*** Opening Available records ***

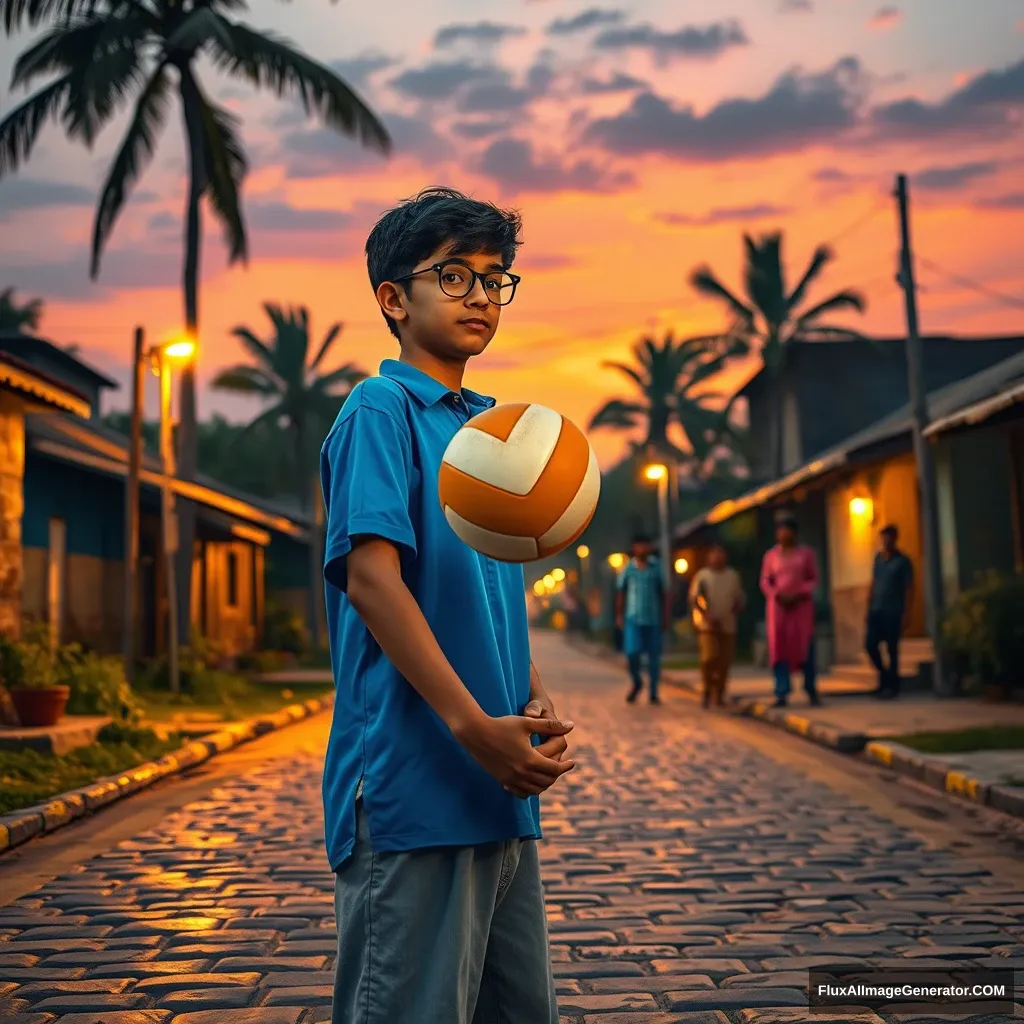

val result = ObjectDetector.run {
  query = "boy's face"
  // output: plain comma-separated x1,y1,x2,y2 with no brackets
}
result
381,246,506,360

*** Closing Available records ***
*** Opening Available records ***

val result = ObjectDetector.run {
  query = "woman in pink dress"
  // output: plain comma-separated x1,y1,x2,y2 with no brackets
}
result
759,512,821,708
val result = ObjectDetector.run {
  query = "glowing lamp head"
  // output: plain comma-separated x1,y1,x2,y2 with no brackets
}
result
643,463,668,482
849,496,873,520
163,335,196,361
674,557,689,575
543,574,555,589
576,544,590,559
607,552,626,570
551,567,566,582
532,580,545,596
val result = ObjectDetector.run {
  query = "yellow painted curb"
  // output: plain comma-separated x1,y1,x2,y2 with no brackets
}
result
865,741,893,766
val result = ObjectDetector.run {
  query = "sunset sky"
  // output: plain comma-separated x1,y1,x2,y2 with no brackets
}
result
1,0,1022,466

*** Closing Available records ***

* _What you have to do_: Where does the string "query" occur in the material? Copy every line where it does.

* _Answer section_:
  query = "boy's face"
  query = "woman in pink dress"
  query = "glowing lamp head"
  query = "yellow painted curb"
  query = "sunset sky"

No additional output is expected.